> **DATA IN THIS EXERCISE**

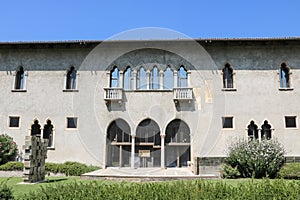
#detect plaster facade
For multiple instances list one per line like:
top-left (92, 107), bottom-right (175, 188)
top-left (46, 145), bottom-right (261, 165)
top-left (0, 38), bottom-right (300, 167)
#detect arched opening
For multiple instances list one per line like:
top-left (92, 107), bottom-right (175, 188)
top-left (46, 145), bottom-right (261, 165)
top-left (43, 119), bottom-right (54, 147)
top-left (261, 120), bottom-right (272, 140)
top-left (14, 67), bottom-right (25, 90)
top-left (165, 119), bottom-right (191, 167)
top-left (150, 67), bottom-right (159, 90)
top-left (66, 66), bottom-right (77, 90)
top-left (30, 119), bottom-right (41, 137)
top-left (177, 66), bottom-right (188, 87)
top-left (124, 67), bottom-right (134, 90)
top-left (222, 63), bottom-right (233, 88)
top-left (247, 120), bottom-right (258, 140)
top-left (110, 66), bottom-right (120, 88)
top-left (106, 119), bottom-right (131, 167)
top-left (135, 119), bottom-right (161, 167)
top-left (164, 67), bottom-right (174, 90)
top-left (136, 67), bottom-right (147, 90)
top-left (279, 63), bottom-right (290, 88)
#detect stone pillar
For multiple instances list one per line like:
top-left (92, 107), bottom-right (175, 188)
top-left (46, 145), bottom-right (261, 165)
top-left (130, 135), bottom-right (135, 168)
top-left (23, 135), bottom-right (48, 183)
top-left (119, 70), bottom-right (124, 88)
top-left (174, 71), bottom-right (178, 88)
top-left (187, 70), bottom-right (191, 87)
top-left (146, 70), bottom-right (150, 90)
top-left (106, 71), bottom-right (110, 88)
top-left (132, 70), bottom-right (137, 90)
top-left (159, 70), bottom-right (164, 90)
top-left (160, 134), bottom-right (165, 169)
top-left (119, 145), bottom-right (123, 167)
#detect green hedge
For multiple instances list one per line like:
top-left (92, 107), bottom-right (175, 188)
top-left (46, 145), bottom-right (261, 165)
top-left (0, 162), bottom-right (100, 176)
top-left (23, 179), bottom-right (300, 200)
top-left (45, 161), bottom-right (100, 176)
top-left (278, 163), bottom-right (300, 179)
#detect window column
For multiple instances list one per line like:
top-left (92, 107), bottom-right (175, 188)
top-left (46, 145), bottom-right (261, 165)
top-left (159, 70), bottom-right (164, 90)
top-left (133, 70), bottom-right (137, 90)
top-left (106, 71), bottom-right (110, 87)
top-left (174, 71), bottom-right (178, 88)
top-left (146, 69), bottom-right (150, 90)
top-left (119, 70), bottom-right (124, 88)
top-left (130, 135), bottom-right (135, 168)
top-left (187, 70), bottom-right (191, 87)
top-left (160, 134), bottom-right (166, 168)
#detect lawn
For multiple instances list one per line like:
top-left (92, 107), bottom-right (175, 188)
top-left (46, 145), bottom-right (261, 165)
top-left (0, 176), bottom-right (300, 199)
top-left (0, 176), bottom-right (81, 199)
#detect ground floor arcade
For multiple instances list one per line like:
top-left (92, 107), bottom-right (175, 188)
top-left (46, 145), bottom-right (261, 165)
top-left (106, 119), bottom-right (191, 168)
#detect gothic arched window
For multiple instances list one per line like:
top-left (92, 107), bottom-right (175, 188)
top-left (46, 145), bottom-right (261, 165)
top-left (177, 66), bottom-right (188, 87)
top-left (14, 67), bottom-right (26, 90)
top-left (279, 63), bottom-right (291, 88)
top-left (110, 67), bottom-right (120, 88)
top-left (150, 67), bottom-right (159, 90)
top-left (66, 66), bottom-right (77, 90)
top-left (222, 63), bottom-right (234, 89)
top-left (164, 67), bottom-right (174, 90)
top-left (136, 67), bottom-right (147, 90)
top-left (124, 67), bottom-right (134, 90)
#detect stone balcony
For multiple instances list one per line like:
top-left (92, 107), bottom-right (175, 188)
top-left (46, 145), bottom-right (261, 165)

> **EXERCISE PROMPT**
Output every line of the items above as a numbered list, dropping blank lines and leaving the pictures out.

> **RESULT BELOW**
1. #detect plaster facade
2. For multiple instances list one per line like:
3. top-left (92, 107), bottom-right (175, 188)
4. top-left (46, 145), bottom-right (261, 165)
5. top-left (0, 38), bottom-right (300, 167)
6. #detect arched opening
7. For multiple instances list one per line like:
8. top-left (92, 107), bottom-right (175, 188)
9. top-left (46, 145), bottom-right (261, 165)
10. top-left (43, 119), bottom-right (54, 147)
11. top-left (261, 120), bottom-right (272, 140)
12. top-left (14, 67), bottom-right (25, 90)
13. top-left (165, 119), bottom-right (191, 167)
14. top-left (150, 67), bottom-right (159, 90)
15. top-left (66, 66), bottom-right (77, 90)
16. top-left (30, 119), bottom-right (41, 137)
17. top-left (177, 66), bottom-right (188, 87)
18. top-left (124, 67), bottom-right (134, 90)
19. top-left (222, 63), bottom-right (233, 88)
20. top-left (247, 120), bottom-right (258, 140)
21. top-left (110, 66), bottom-right (120, 88)
22. top-left (106, 119), bottom-right (131, 167)
23. top-left (135, 119), bottom-right (161, 167)
24. top-left (164, 67), bottom-right (174, 90)
25. top-left (136, 67), bottom-right (147, 90)
26. top-left (279, 63), bottom-right (290, 88)
27. #detect stone pillar
28. For multiple instances list one per line like:
29. top-left (92, 107), bottom-right (175, 188)
30. top-left (46, 145), bottom-right (261, 165)
31. top-left (130, 135), bottom-right (135, 168)
32. top-left (23, 135), bottom-right (48, 183)
33. top-left (119, 70), bottom-right (124, 88)
34. top-left (174, 71), bottom-right (178, 88)
35. top-left (187, 70), bottom-right (191, 87)
36. top-left (146, 70), bottom-right (150, 90)
37. top-left (106, 71), bottom-right (110, 88)
38. top-left (132, 70), bottom-right (137, 90)
39. top-left (159, 70), bottom-right (164, 90)
40. top-left (160, 134), bottom-right (165, 169)
41. top-left (119, 145), bottom-right (123, 167)
42. #detect green hedge
43. For multiple instances list one per line like:
44. top-left (92, 107), bottom-right (175, 188)
45. top-left (46, 145), bottom-right (261, 165)
46. top-left (0, 162), bottom-right (100, 176)
47. top-left (23, 179), bottom-right (300, 200)
48. top-left (45, 161), bottom-right (100, 176)
49. top-left (278, 163), bottom-right (300, 179)
50. #detect window column
51. For multiple instances list one per line like:
52. top-left (92, 107), bottom-right (175, 188)
53. top-left (46, 145), bottom-right (261, 165)
54. top-left (159, 70), bottom-right (164, 90)
55. top-left (133, 70), bottom-right (137, 90)
56. top-left (106, 71), bottom-right (110, 87)
57. top-left (174, 71), bottom-right (178, 88)
58. top-left (146, 69), bottom-right (150, 90)
59. top-left (119, 70), bottom-right (124, 88)
60. top-left (130, 135), bottom-right (135, 168)
61. top-left (187, 70), bottom-right (191, 87)
62. top-left (160, 134), bottom-right (166, 168)
63. #detect lawn
64. For multiple instances list one per line like:
65. top-left (92, 107), bottom-right (175, 188)
66. top-left (46, 145), bottom-right (261, 165)
67. top-left (0, 176), bottom-right (300, 199)
68. top-left (0, 176), bottom-right (81, 199)
69. #detect ground floor arcade
70. For multiple instances list one per line like:
71. top-left (92, 107), bottom-right (175, 188)
72. top-left (46, 145), bottom-right (261, 165)
73. top-left (106, 119), bottom-right (191, 168)
74. #detect gothic arched window
75. For multiple instances list one per line like:
76. top-left (92, 107), bottom-right (175, 188)
77. top-left (46, 145), bottom-right (261, 165)
78. top-left (177, 66), bottom-right (188, 87)
79. top-left (14, 67), bottom-right (26, 90)
80. top-left (279, 63), bottom-right (291, 88)
81. top-left (110, 67), bottom-right (120, 88)
82. top-left (150, 67), bottom-right (159, 90)
83. top-left (66, 66), bottom-right (77, 90)
84. top-left (222, 63), bottom-right (234, 89)
85. top-left (164, 67), bottom-right (174, 90)
86. top-left (136, 67), bottom-right (147, 90)
87. top-left (124, 67), bottom-right (134, 90)
88. #detect stone balcony
89. For multiple instances list one per line like:
90. top-left (92, 107), bottom-right (175, 188)
91. top-left (46, 145), bottom-right (261, 165)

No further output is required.